(Texte proposé)
Un jour Mignard, étant chez elle, se plaignait hautement du peu de mémoire que la nature avait départi à sa fille, celle-là même qui fut plus tard la belle marquise de Feuquières. Eh! tant mieux, s'écria mademoiselle de Lenclos promenant un regard doucement railleur sur le groupe de pédants qui encombraient sa chambre, tant mieux encore une fois, elle ne citera point. »

A propos de cette anecdote, M. J. Brisset, rendant compte de notre première édition (dans la Gazette de France du 14 septembre 1855), avec autant d'indulgence que d'esprit,

fait une remarqne très-ingénieuse. Reprenant au bond, dans la phrase de Ninon, le « tant mieux ! » qui y fait surtout saillie, et le rapprochant d'un mot dérobé à sa vie galante, et toujours en cours depuis l'heure où son boudoir le vit naître : « Il y a, dit-il, comme un pressentiment dans ce tant mieux. En effet, il n'est pas de mot qui ait été plus cité que le « Ah! le bon billet qu'a La Châtre.» Les citateurs ont été pour Ninon plus que des pédants, ils ont été des indiscrets. »

Tout ce que j'ai cité contre les citations est, j'en conviens, sans réplique. Je n'ai point marchandé. J'ai invoqué contre elles les autorités d'esprit les plus imposantes: SaintÉvremond, La Bruyère, Ninon! Que répondre à de pareils noms ? que faire pour une chose condamnée par ces bons esprits?

Eh bien ! pourtant, voulût-on même renforcer leur opinion de celle de Montaigne, qui a dit quelque part, à propos de citations (l'ingrat, il trépignait sur le plus pur de son trésor! le méchant, il battait sa nourrice):

« Ces pastissages de lieux communs, de quoy tant de gens mesnagent leur estude, ne servent guère qu'à subjets communs, et servent à nous monstrer, non à nous conduire. »

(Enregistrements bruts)

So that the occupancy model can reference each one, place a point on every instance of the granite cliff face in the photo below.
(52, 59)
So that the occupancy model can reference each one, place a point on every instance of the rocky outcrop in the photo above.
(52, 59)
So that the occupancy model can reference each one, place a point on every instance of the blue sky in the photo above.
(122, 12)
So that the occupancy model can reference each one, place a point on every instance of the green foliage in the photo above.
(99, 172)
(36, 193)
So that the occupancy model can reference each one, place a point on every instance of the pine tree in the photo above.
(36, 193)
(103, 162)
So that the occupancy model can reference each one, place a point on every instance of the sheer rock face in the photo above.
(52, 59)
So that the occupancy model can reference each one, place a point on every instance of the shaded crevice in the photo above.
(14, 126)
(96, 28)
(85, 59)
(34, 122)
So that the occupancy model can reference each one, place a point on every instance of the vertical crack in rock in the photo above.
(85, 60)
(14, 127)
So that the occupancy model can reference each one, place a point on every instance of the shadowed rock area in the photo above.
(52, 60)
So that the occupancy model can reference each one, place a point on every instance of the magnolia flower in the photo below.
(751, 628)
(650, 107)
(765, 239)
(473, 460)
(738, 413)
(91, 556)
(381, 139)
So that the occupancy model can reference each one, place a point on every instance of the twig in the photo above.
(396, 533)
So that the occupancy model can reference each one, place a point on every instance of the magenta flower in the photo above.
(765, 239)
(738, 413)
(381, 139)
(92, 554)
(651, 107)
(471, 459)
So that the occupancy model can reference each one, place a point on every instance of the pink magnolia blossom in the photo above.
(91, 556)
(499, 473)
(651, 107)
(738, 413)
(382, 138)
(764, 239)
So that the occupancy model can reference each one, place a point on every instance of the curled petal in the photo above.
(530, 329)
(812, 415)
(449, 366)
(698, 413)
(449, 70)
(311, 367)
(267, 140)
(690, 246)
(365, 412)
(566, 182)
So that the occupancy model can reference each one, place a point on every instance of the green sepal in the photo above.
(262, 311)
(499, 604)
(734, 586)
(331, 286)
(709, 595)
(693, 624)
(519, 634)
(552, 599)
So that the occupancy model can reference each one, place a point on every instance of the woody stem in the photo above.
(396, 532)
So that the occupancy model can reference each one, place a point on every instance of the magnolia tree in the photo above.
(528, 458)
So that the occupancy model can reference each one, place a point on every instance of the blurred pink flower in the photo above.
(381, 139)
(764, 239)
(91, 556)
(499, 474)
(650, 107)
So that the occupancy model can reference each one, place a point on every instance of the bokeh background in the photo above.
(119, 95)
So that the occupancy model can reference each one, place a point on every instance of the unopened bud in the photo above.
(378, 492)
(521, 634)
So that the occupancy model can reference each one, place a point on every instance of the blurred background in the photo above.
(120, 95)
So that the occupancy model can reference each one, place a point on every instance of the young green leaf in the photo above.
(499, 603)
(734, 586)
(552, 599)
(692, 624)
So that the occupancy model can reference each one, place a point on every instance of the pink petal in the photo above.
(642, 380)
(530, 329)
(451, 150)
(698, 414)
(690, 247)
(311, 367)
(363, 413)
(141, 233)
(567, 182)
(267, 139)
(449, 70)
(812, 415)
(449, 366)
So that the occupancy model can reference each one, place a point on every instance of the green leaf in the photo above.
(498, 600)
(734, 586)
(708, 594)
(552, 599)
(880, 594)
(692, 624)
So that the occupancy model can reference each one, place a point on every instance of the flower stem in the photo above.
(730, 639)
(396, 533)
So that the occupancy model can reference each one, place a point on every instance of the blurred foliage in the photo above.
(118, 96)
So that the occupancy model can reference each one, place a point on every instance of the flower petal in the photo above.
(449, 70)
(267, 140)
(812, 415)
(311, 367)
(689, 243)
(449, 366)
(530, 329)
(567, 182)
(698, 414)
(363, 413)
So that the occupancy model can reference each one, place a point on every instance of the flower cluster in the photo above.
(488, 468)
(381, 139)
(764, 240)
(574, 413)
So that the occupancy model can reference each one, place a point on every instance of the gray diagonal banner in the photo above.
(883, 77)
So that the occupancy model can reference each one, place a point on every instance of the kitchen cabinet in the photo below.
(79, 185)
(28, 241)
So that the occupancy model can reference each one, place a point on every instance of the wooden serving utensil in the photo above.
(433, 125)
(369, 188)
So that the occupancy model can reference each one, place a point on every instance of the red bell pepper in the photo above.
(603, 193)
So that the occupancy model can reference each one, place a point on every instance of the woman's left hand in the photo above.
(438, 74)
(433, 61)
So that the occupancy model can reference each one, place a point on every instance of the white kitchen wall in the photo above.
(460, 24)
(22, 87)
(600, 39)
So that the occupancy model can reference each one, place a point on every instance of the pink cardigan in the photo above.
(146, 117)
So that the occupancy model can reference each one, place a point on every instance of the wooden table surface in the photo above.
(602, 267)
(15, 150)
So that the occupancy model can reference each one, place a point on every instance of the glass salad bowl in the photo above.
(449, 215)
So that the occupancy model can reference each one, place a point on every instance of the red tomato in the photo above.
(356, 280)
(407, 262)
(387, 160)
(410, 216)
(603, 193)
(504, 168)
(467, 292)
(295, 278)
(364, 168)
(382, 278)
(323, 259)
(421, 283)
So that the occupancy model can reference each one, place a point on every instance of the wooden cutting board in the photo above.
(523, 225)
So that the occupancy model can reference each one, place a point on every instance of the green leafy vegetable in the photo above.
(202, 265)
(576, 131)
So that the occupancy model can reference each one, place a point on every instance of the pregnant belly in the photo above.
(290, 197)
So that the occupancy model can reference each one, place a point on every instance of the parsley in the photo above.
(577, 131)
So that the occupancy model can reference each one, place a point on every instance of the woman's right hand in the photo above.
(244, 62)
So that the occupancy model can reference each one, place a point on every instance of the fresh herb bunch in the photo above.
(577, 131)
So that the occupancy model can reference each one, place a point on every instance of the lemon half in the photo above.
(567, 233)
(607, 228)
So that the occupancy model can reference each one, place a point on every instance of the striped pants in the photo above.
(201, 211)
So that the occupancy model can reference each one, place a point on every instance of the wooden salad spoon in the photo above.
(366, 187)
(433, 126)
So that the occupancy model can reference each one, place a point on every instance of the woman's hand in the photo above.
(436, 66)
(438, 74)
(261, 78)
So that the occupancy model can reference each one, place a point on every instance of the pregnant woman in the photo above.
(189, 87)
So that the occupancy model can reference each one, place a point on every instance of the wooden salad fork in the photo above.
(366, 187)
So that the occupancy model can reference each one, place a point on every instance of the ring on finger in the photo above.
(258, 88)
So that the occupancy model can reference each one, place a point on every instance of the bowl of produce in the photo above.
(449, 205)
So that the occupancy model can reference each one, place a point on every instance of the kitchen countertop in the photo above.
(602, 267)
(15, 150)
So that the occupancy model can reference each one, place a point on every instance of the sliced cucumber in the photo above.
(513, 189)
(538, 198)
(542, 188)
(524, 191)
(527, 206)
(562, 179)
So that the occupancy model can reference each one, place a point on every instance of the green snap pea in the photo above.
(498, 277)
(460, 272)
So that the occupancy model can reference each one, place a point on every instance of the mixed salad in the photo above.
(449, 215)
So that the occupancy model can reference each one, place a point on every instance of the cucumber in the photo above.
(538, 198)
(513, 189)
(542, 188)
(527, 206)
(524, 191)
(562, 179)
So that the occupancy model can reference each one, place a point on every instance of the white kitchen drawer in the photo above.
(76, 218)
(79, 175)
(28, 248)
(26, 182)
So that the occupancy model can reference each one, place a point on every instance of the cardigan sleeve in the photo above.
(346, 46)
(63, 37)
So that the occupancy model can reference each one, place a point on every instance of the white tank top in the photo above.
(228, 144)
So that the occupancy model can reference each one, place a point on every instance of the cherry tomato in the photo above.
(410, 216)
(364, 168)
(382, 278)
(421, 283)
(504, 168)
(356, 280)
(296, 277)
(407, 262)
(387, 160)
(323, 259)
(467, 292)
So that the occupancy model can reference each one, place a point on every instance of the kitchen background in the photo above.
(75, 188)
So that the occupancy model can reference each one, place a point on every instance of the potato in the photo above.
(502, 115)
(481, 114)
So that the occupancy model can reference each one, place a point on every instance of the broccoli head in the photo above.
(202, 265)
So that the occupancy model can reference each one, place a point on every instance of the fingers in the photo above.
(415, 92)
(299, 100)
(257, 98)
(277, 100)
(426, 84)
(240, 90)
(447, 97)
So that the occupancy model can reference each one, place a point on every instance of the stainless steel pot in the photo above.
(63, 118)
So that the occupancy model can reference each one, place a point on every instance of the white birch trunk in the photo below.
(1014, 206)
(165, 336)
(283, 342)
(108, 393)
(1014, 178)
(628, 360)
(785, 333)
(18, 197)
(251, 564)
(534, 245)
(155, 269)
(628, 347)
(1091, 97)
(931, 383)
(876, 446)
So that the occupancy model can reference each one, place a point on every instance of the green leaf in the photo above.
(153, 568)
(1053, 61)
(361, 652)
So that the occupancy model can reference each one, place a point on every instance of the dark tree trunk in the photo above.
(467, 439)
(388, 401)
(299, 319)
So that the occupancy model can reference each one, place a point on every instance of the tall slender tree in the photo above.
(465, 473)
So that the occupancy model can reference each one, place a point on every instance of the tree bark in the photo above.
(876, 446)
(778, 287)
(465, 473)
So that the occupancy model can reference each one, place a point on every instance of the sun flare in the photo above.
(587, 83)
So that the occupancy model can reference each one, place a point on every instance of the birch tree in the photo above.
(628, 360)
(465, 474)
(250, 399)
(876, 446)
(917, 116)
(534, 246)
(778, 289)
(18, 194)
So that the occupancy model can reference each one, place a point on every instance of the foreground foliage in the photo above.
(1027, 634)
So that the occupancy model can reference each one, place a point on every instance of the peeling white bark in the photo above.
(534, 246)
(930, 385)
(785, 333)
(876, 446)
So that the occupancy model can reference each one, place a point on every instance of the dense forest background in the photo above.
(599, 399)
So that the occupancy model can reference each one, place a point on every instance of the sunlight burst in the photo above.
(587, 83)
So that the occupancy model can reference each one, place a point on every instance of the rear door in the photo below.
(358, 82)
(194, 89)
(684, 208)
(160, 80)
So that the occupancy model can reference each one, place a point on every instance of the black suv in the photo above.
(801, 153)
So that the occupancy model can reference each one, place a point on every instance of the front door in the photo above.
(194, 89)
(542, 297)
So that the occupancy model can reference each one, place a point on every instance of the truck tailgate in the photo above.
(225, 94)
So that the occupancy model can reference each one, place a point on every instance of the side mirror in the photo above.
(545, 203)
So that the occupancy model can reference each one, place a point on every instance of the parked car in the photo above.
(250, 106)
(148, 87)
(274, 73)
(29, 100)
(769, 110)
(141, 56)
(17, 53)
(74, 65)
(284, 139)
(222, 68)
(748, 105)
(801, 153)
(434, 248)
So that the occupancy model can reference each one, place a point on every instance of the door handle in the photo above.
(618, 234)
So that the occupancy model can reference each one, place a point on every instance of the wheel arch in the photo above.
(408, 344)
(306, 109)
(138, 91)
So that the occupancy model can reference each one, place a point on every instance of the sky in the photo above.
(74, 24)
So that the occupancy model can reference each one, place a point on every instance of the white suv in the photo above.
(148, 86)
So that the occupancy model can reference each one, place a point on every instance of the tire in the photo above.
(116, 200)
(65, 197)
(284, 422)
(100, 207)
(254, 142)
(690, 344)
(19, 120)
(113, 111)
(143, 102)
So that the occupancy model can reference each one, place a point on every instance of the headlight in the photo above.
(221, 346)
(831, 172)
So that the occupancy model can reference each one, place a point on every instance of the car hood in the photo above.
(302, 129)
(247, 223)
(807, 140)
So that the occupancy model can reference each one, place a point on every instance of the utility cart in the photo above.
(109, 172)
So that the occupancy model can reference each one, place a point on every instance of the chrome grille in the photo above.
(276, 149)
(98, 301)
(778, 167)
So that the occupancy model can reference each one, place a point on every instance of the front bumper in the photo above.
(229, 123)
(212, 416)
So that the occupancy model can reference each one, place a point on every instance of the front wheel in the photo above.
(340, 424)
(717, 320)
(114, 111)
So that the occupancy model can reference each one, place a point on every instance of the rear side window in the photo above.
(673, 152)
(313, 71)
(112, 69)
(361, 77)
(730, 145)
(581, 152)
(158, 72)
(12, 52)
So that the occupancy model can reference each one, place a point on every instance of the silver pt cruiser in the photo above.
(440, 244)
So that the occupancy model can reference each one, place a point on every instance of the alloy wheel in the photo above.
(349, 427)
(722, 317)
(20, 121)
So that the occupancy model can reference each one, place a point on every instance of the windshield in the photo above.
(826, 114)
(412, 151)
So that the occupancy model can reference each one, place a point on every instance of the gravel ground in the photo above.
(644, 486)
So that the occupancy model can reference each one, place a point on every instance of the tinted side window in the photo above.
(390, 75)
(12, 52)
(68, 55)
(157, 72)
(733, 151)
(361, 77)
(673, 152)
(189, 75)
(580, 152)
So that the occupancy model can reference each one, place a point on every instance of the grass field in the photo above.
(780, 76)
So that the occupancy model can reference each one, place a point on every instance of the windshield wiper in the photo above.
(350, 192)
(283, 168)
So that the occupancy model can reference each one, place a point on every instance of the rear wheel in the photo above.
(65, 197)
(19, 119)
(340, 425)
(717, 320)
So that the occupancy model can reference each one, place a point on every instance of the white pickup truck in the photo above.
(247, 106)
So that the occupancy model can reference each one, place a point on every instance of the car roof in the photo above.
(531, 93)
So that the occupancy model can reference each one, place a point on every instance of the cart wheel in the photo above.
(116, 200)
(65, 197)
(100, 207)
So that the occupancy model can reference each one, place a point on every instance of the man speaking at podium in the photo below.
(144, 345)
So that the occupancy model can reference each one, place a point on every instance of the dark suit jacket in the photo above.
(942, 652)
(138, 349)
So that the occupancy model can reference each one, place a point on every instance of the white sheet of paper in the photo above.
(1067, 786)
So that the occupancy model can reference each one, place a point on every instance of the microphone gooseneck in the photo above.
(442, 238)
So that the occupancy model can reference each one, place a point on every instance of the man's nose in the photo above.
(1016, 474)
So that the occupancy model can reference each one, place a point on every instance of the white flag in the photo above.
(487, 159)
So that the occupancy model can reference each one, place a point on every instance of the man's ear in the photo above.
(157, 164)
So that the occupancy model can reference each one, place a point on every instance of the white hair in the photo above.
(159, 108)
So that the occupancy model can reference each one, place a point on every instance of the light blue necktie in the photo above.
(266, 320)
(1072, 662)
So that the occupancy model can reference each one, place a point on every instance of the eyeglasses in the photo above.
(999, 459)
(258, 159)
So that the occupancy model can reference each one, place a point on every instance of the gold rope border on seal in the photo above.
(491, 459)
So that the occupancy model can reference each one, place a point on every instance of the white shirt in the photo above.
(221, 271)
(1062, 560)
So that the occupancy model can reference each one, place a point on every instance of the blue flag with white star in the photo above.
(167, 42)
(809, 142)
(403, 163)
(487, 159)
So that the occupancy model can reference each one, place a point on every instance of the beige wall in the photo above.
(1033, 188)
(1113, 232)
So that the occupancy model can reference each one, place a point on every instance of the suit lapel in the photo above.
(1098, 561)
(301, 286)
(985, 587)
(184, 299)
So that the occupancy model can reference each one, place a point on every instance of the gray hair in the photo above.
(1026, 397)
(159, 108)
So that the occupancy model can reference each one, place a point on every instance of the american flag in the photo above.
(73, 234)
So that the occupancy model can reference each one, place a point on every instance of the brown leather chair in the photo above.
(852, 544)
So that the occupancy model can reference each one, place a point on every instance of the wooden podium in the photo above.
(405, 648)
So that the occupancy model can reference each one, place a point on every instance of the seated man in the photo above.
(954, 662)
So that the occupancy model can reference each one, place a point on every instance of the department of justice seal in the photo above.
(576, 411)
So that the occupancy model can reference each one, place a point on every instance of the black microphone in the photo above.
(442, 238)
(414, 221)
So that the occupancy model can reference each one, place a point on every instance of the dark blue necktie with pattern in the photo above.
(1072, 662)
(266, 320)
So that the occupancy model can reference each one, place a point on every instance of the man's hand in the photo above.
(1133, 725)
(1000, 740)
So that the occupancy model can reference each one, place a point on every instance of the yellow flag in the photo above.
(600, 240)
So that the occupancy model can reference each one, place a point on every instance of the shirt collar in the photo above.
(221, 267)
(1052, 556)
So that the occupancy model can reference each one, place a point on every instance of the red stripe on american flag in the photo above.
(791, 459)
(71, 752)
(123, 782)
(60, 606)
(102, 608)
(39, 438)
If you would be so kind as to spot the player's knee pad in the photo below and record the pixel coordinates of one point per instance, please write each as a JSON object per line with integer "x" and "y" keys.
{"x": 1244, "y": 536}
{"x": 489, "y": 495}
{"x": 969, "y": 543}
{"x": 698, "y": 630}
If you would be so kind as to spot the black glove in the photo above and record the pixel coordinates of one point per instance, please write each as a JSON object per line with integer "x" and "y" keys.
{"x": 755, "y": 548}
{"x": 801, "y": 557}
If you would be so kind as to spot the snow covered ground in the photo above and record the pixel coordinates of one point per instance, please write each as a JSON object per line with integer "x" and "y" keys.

(Consigne)
Recopiez sans rien changer le passage du texte sur les citations qui s'ouvre sur les mots « Tout ce que » et s'achève sur « ces bons esprits? ».

(Réponse ci-dessous)
Tout ce que j'ai cité contre les citations est, j'en conviens, sans réplique. Je n'ai point marchandé. J'ai invoqué contre elles les autorités d'esprit les plus imposantes: SaintÉvremond, La Bruyère, Ninon! Que répondre à de pareils noms ? que faire pour une chose condamnée par ces bons esprits?